EXERCISE AIM
Starting at the first entry below, repeat all the data word for word and drop the pictures.

(Spatial localization data)

◇ ◇ ◇ ◇

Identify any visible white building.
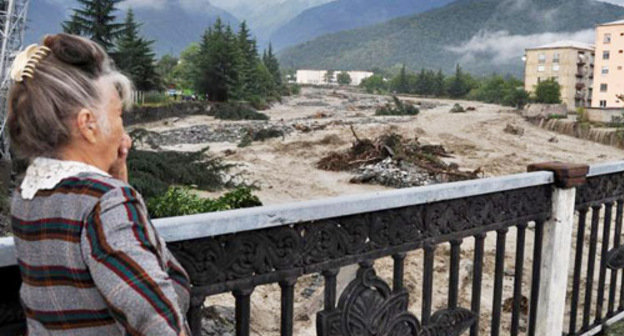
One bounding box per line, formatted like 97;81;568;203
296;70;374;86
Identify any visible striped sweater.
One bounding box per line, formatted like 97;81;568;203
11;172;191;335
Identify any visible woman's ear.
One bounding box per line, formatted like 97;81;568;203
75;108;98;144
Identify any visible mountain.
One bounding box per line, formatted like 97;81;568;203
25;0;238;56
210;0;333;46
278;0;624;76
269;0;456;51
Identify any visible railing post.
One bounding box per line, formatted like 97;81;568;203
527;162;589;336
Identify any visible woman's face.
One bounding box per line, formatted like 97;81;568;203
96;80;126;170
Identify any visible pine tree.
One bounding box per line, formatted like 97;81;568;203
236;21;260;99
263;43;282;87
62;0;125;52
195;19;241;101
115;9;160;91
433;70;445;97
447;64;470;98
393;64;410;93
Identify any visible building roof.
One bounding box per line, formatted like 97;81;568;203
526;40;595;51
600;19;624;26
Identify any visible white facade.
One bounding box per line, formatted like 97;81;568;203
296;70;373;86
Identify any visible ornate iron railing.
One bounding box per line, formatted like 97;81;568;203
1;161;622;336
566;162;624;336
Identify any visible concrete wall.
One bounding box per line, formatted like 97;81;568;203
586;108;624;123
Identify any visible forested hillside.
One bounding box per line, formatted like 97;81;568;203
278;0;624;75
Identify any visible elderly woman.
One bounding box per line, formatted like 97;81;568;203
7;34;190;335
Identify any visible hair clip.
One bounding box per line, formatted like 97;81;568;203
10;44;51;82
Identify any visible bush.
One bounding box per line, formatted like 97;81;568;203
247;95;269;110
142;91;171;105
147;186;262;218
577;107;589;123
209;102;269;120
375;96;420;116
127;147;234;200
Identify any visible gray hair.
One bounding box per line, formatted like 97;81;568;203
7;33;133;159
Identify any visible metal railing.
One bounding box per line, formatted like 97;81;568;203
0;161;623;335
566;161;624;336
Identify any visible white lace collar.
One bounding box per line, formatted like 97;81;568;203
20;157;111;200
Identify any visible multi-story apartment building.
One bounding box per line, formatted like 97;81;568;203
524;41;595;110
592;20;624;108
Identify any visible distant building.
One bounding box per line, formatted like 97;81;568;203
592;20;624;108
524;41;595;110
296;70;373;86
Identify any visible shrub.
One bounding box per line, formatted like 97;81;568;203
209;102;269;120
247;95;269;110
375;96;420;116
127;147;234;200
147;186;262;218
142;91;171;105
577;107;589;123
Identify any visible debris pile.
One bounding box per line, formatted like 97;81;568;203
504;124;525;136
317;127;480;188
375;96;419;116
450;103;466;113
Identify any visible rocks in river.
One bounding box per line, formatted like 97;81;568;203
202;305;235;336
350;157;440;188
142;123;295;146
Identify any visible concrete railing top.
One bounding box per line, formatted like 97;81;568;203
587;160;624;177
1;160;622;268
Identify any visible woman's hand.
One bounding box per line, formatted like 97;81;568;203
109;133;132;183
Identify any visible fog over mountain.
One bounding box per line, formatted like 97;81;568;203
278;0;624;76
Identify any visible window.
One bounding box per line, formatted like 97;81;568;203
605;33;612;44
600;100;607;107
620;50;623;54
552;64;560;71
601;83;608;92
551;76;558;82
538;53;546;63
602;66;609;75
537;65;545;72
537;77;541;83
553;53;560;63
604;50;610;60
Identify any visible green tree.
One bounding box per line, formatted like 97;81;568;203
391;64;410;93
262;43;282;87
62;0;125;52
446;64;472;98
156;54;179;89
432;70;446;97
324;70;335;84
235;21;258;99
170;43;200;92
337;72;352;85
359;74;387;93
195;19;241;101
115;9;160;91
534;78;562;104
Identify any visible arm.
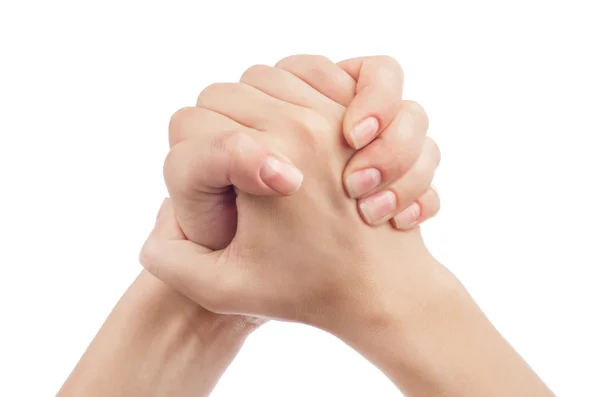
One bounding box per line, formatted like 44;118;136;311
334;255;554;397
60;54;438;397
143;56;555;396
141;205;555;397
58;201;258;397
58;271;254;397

◇ ◇ ◇ ◇

ANSWER TO THIS EXERCISE
Identify any visible white building.
One bounding box per line, formatted like 97;81;568;203
296;70;374;86
Identify any visible striped sweater.
One bounding box per line, formatted like 97;81;568;203
11;172;191;335
Identify any visible woman's ear.
One bounding box per line, formatted like 97;81;568;203
75;108;98;144
Identify any visible mountain.
One bounding box per line, formatted like 97;81;568;203
25;0;238;56
210;0;333;46
278;0;624;76
269;0;456;51
Identify any visible railing post.
One bounding box per line, formatted like 97;81;568;203
527;162;589;336
Identify any visible woman's face.
One bounding box per line, formatted like 97;81;568;203
96;80;126;170
Identify any visible pine tree.
One bounding box per line, formatted like 97;81;568;203
236;21;260;99
263;43;282;87
62;0;125;52
195;19;241;101
115;9;160;91
433;70;445;97
447;64;470;98
393;64;410;93
Identify any visible building roof.
One bounding box per line, formatted like 97;81;568;203
526;40;595;51
600;19;624;26
Identify any visible white facade.
One bounding box per line, formatted like 97;81;568;203
296;70;373;86
Identify any visible ornate iron railing.
One bounding box per line, formatted like 97;81;568;203
1;161;622;336
566;162;624;336
Identify any visible concrete wall.
One bounding box per line, formatted like 97;81;568;203
586;108;624;123
Identify any visible forested hillside.
One bounding box per line, formatted like 97;81;568;203
278;0;624;75
Identify any visible elderly woman.
One bounding box per line, formatted like 97;81;568;203
7;34;190;335
Identify any visible hair clip.
One bounding box per line, formatted like 97;81;568;203
10;44;51;82
Identify any visible bush.
One bounding box per line, formatted like 97;81;568;203
247;95;269;110
142;91;171;105
147;186;262;218
577;107;589;123
209;102;269;120
375;96;420;116
127;147;234;200
Identify any visible gray hair.
One bounding box per line, formatted like 97;81;568;203
7;33;133;159
Identify any visible metal railing.
One bounding box per line, formatted like 97;81;568;203
0;161;623;335
566;161;624;336
Identify any visible white lace collar.
One bounding box per line, formatted like 97;81;568;203
20;157;111;200
Identify any visible multi-story apartment building.
One bounding box per line, formatted like 97;81;568;203
524;41;595;110
592;20;624;108
Identify any visible distant building.
One bounding box per line, formatted like 97;81;568;203
592;20;624;108
524;41;595;110
296;70;373;86
Identify any visible shrub.
One bounding box per line, formatted like 97;81;568;203
209;102;269;120
247;95;269;110
375;96;420;116
127;147;234;200
147;186;262;218
142;91;171;105
577;107;589;123
Identify any visible debris pile.
One bounding box per line, formatted like 97;81;568;203
504;124;525;136
317;127;480;188
375;96;419;116
450;103;466;113
Identify any visible rocks in river.
One bounding box per line, formatted like 97;81;568;203
202;305;235;336
350;157;440;188
142;123;295;146
Identify any visible concrete railing top.
One bounding box per line, formatted like 97;81;568;203
587;160;624;177
1;160;622;268
Identify any visible woman's hand.
One bounding box per line, formatted like 97;81;568;203
109;133;132;183
Identify any visible fog over mountain.
One bounding box per line, formatted like 97;81;568;203
278;0;624;76
Identify any visible window.
One bounding box per line, formatted like 97;81;568;203
605;33;612;44
600;100;607;107
620;50;623;54
552;64;560;71
601;83;608;92
551;76;558;82
538;53;546;63
602;66;609;75
537;65;545;72
537;77;541;83
553;53;560;63
604;50;610;60
Identify any visible green tree.
One bounding box per line, formatted like 97;81;568;203
391;64;410;93
262;43;282;87
62;0;125;52
446;64;472;98
156;54;179;89
432;70;446;97
324;70;335;84
235;21;258;99
170;43;200;92
337;72;352;85
359;74;387;93
195;19;241;101
115;9;160;91
534;78;562;104
Identify any visible arm.
One bounding box per line, formatted like 44;118;136;311
334;255;554;397
60;54;438;397
143;56;555;396
141;205;555;397
58;201;258;397
58;271;254;397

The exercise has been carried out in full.